Code execution messages for each language are enqueued server-side

First, a code execution message for each language is packaged up and sent to our server. On the server side, each language’s request for execution is placed in a queue. At the end of the code execution promise chain for a single language, we dequeue its execution message, and check the new length of the queue. If it is non-zero, the same process is repeated on the next queued code execution message, until there are no more messages in the queue.

A Promise chain ensures that each language is executed correctly as it is dequeued

4 Security and Resources

4.1 Security

4.1.1 Risks

Allowing users to run arbitrary code on our server presents a significant security challenge. Specific examples of security concerns include unauthorized access to database data, interference with the sessions of other users, and malicious server file manipulation. To address these concerns, we implemented multiple layers of protection against malicious code on our servers.

4.1.2 Blacklisting

Our initial, naive idea was to try a blacklisting approach to sanitizing user code. If we parsed code for a blacklist of harmful commands before submitting it to our back-end, we could catch destructive code before it was executed. This solution proved unworkable for several reasons. First, there is the difficulty of identifying and anticipating all possible harmful commands. Doing this in one language is difficult enough, but to tailor it to multiple languages quickly becomes unworkable. This strategy also introduces the risk of misidentifying and blocking non-malicious code from execution, which would diminish the quality of our user experience for regular users.

4.1.3 Docker Containers

A better solution to meet our security needs was to isolate the execution of each user’s code. We accomplish this by spinning up a new Docker container for each notebook being used for code execution. Docker containers are a form of OS-level virtualization created from a blueprint image that defines all of the configuration and dependencies relied on by an application. They provide a way of producing identical but isolated environments within a single host system.

A docker image acts as a blueprint to create self-contained copies of an application

Containerized deployment means that we can be sure that our application runs in a consistent environment with all necessary dependencies, regardless of the underlying host system that runs the containers. It also provides a degree of isolation between the concurrent sessions of users. Docker makes use of kernel namespaces for each container, meaning that one Docker process cannot see or interfere with the processes in another container. If one user attempts to run malicious code that crashes the container, that user's session will be terminated, but the sessions of other users will not be impacted.

If a malicious user manages to crash one session, concurrent sessions aren't impacted

4.1.4 Restricted User Privileges

Our next layer of security involves restricting user privileges inside our containers. The default user in a Docker container is a root user, unless explicitly specified otherwise. Although root users in a Docker container have access to fewer privileges than a system-level root user, we need restrict privileges further. To do so, we take several steps:

We create a non-root user for each instance of our containerized application
This user is given a custom `bin` folder, which defines a whitelist of approved commands. This enables us to exclude the user's access to potentially harmful commands such as `rm` and `touch`.

※ ※ ※

Direction
Please resume the text on securing user code execution from the point where it stops. The lines after this text play no part in the work.

※ ※ ※

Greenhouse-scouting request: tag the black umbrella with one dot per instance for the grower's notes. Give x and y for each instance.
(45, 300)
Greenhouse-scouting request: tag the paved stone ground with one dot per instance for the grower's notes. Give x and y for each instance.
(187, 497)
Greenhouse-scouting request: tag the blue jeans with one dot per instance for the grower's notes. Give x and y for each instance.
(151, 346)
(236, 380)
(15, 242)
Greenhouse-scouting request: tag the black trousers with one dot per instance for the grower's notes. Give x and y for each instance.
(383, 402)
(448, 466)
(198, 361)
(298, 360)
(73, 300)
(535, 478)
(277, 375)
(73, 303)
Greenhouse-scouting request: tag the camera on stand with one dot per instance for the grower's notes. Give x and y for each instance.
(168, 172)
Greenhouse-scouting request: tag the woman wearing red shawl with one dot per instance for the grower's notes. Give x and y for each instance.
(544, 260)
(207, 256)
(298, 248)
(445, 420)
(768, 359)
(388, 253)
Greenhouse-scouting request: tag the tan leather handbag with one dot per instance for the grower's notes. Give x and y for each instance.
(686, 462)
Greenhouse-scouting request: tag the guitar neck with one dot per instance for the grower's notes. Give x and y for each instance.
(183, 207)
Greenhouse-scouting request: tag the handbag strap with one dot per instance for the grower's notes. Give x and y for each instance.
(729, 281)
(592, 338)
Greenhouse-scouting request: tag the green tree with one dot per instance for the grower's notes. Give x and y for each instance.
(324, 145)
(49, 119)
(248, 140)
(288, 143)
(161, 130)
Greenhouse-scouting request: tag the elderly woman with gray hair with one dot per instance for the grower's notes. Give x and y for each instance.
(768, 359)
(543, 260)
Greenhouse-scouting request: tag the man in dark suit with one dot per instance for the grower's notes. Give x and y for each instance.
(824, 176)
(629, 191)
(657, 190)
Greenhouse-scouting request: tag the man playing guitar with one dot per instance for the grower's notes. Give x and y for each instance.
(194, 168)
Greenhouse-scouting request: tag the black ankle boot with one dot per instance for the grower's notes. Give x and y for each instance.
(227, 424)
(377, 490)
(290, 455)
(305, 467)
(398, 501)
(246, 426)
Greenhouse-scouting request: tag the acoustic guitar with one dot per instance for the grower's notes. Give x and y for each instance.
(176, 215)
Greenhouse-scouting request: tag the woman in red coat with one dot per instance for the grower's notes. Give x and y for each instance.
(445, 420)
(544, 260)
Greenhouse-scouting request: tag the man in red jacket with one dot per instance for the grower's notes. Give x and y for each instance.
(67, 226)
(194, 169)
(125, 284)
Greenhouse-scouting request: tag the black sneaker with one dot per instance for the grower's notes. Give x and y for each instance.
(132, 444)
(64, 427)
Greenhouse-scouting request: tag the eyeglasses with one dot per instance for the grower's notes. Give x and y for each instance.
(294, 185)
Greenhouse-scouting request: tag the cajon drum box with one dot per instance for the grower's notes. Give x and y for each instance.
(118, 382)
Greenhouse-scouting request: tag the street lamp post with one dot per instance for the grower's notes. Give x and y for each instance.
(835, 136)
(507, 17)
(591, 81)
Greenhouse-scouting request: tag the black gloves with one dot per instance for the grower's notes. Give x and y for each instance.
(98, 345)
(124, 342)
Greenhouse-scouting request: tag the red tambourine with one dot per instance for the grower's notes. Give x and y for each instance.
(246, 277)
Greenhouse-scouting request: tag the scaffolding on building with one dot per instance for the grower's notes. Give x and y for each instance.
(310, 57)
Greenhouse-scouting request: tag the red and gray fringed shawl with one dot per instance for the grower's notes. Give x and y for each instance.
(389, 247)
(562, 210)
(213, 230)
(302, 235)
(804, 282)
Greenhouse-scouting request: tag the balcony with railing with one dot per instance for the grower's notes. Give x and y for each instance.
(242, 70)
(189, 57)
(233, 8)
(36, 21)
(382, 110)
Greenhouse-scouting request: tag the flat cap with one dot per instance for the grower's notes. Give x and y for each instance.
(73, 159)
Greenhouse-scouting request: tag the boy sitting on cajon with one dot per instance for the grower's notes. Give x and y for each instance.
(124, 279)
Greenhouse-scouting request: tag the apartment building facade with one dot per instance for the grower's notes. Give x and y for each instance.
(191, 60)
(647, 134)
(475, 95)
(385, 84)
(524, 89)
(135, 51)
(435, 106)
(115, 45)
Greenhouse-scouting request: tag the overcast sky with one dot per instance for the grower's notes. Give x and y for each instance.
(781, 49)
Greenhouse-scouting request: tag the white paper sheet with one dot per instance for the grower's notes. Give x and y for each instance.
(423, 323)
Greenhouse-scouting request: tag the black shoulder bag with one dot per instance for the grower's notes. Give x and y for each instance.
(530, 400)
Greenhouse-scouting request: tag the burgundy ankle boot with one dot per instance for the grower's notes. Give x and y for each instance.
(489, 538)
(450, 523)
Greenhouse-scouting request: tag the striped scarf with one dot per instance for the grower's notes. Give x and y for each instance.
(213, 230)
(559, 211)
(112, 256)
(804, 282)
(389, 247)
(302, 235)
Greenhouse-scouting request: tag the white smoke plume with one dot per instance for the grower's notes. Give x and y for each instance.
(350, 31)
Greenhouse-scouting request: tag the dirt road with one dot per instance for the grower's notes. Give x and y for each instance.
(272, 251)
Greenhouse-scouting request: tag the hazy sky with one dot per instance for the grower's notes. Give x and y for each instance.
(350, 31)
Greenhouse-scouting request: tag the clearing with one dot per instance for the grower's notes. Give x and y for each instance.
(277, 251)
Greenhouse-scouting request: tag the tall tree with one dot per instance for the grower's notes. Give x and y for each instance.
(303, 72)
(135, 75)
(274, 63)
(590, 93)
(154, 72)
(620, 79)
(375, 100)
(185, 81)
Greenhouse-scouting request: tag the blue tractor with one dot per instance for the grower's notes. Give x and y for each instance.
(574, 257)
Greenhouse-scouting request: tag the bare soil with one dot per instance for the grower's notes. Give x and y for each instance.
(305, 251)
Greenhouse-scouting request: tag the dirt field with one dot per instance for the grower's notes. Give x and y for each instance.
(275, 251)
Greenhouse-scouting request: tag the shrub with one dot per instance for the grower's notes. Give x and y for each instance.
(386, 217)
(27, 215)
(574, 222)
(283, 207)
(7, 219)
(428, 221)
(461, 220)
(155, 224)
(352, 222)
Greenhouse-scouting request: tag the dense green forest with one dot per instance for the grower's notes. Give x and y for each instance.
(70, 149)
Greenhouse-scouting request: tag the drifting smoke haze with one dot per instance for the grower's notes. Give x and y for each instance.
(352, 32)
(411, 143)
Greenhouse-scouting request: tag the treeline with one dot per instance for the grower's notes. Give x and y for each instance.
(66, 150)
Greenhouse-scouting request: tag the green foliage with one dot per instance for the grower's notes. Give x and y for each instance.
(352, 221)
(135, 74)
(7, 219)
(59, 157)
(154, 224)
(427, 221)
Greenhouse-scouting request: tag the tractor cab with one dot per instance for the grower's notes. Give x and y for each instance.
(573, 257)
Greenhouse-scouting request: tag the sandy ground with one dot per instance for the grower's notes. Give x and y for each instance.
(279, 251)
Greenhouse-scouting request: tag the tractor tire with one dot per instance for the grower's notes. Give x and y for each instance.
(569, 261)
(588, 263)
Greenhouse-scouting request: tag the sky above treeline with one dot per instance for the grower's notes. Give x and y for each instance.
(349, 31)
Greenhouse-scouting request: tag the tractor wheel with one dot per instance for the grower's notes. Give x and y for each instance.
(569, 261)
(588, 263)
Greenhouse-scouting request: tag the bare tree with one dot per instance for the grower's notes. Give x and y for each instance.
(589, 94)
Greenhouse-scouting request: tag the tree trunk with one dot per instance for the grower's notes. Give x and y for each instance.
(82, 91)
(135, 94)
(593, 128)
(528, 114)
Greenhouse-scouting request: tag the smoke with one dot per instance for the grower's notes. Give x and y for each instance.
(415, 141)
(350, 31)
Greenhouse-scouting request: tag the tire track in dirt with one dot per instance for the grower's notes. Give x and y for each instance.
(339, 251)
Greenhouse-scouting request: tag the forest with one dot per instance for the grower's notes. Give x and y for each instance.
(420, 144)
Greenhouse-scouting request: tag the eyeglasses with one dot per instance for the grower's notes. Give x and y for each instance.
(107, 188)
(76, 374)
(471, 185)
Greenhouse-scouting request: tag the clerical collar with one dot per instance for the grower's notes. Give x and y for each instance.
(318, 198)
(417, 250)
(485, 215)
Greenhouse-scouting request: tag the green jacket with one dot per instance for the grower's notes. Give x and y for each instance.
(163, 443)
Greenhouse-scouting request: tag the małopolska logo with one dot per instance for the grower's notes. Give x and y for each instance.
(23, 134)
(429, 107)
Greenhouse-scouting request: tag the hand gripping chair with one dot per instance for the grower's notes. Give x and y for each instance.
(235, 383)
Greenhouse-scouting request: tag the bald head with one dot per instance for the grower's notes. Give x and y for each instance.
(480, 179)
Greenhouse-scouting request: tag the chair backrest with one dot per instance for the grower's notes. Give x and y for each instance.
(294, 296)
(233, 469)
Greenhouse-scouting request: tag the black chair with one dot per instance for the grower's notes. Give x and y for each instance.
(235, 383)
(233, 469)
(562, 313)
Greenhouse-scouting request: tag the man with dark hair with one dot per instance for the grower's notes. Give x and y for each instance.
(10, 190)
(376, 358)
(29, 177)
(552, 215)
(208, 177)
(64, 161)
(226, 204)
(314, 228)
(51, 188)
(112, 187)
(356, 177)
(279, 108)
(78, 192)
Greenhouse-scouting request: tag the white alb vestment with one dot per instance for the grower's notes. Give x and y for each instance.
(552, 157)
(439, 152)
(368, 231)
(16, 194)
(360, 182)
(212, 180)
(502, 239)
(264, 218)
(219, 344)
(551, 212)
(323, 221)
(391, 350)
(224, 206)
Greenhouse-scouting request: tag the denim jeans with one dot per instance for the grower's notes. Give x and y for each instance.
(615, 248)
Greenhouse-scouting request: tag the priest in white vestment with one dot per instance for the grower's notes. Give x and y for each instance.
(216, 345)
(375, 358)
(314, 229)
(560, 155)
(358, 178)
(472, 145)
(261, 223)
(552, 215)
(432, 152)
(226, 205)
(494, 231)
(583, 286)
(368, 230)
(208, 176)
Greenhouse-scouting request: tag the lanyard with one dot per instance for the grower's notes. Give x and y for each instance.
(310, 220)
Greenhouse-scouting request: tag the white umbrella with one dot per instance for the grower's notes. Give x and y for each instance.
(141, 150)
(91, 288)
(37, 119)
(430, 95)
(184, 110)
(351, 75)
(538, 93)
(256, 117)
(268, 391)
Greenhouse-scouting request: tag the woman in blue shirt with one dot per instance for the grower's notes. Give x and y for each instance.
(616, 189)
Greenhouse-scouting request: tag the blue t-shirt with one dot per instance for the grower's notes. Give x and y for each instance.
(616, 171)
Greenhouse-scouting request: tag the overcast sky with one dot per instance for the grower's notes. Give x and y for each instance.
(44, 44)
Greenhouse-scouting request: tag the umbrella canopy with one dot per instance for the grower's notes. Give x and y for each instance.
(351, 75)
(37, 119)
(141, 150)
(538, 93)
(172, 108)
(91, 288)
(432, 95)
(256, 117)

※ ※ ※

Task result
Permission to alter the `.bash_profile` and `.bashrc` of the user is revoked

Restricting user permissions and access to harmful commands

These restrictions enhance our security profile by making it more difficult to execute destructive commands or loosen user permissions.

4.1.5 Sandboxing Containers

Although Docker containers provide a loosely isolated environment for our application, they are not a truly isolated sandbox. We considered another option, virtual machines. VMs use hypervisor virtualization to create a guest kernel for each instance, which has strong isolation from the host kernel. The trade-off is that VMs require more resources than containers, and have a significantly slower start-up time. For our use-case, where we need to create a session for a new user within a matter of seconds, they aren't a good fit.

Containers are lightweight and fast to spin up compared to virtual machines. However, the default container runtime, runc, provides a weak level of isolation between the container and the host kernel, which can leave the kernel vulnerable to exploits such as privilege-escalation attacks.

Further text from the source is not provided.